═══ Record extracts ═══

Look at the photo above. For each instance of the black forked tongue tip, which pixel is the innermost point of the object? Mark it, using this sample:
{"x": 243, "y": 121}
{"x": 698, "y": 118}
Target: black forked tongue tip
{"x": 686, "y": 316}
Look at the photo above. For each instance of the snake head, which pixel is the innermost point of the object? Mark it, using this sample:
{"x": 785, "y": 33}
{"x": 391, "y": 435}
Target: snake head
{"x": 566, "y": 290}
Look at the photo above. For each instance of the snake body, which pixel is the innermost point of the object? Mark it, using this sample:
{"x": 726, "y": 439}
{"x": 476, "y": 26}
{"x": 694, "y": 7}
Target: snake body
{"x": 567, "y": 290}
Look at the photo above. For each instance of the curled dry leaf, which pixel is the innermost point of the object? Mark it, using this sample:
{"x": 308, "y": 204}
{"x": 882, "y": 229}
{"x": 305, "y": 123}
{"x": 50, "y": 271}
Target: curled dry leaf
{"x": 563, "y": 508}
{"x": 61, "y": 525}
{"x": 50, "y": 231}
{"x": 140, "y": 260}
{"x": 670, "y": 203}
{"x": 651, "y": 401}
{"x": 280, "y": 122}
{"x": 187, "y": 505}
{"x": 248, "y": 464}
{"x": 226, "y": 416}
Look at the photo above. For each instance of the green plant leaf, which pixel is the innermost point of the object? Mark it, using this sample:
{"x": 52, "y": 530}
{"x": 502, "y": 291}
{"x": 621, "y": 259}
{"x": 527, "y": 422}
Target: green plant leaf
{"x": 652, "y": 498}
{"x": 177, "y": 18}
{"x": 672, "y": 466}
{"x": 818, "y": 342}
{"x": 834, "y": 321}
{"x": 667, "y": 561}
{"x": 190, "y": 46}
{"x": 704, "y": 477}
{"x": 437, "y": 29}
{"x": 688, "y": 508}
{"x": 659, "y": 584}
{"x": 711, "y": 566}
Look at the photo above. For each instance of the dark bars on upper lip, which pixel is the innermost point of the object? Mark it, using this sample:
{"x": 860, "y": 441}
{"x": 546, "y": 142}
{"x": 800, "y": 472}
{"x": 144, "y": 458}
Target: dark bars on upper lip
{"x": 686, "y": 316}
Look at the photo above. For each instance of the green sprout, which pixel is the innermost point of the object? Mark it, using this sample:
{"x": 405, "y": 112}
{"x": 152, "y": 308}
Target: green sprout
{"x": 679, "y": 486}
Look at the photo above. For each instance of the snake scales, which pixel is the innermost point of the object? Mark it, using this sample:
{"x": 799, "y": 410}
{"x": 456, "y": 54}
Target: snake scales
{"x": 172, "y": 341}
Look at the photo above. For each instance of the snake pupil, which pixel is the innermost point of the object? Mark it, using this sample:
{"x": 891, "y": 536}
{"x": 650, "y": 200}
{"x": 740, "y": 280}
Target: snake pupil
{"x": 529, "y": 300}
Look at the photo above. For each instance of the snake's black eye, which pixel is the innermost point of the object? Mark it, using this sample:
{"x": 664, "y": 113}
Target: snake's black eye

═══

Problem to solve
All of the data needs to be reproduced exactly, with no line missing.

Answer for this exercise
Look at the photo above. For each instance of the black forked tongue tip, which pixel is the innermost point of the object? Mark it, using this sample:
{"x": 243, "y": 121}
{"x": 698, "y": 118}
Target: black forked tongue tip
{"x": 686, "y": 316}
Look at the photo above. For each instance of the snake head, which pixel is the innermost point of the object? Mark it, using this sample:
{"x": 785, "y": 33}
{"x": 391, "y": 435}
Target: snake head
{"x": 566, "y": 290}
Look at the photo above. For each instance of the snake body, which pixel is the innermost point of the object? Mark it, using this sample:
{"x": 726, "y": 439}
{"x": 476, "y": 26}
{"x": 694, "y": 7}
Target: snake body
{"x": 567, "y": 290}
Look at the photo above. For each instance of the curled dry leaf, which pixel is the innermost point of the object? Mark it, using this sample:
{"x": 308, "y": 204}
{"x": 882, "y": 229}
{"x": 305, "y": 123}
{"x": 50, "y": 271}
Target: curled dry leaf
{"x": 563, "y": 508}
{"x": 61, "y": 525}
{"x": 50, "y": 231}
{"x": 140, "y": 260}
{"x": 670, "y": 203}
{"x": 651, "y": 401}
{"x": 280, "y": 122}
{"x": 187, "y": 505}
{"x": 248, "y": 464}
{"x": 226, "y": 416}
Look at the photo above. For each instance of the green plant leaf, which pixel is the innermost point of the object? Mark it, using this sample:
{"x": 52, "y": 530}
{"x": 502, "y": 291}
{"x": 621, "y": 259}
{"x": 527, "y": 422}
Target: green plant leaf
{"x": 652, "y": 498}
{"x": 177, "y": 18}
{"x": 672, "y": 466}
{"x": 818, "y": 342}
{"x": 834, "y": 321}
{"x": 667, "y": 561}
{"x": 190, "y": 46}
{"x": 704, "y": 477}
{"x": 437, "y": 29}
{"x": 688, "y": 508}
{"x": 659, "y": 584}
{"x": 711, "y": 566}
Look at the photo above. For each instance of the dark bars on upper lip, which pixel is the innermost point of the object? Mark it, using this sample:
{"x": 860, "y": 441}
{"x": 546, "y": 142}
{"x": 800, "y": 472}
{"x": 144, "y": 458}
Target: dark bars on upper lip
{"x": 686, "y": 316}
Look at the photo above. For each instance of the green sprout, which pixel is the innermost point of the object? Mark it, using this sample:
{"x": 405, "y": 112}
{"x": 152, "y": 308}
Target: green sprout
{"x": 679, "y": 486}
Look at the photo above. For each instance of the snake scales, which pixel is the innermost point of the object? Mark it, using this sample:
{"x": 799, "y": 410}
{"x": 456, "y": 54}
Target: snake scales
{"x": 172, "y": 341}
Look at the photo above. For each instance of the snake pupil, which pixel is the innermost point of the object? Mark it, using this sample:
{"x": 891, "y": 536}
{"x": 650, "y": 200}
{"x": 740, "y": 280}
Target: snake pupil
{"x": 529, "y": 300}
Look at the photo above. For each instance of the snake's black eye, which pixel is the innermost point of the object? Mark it, using this sample:
{"x": 664, "y": 113}
Target: snake's black eye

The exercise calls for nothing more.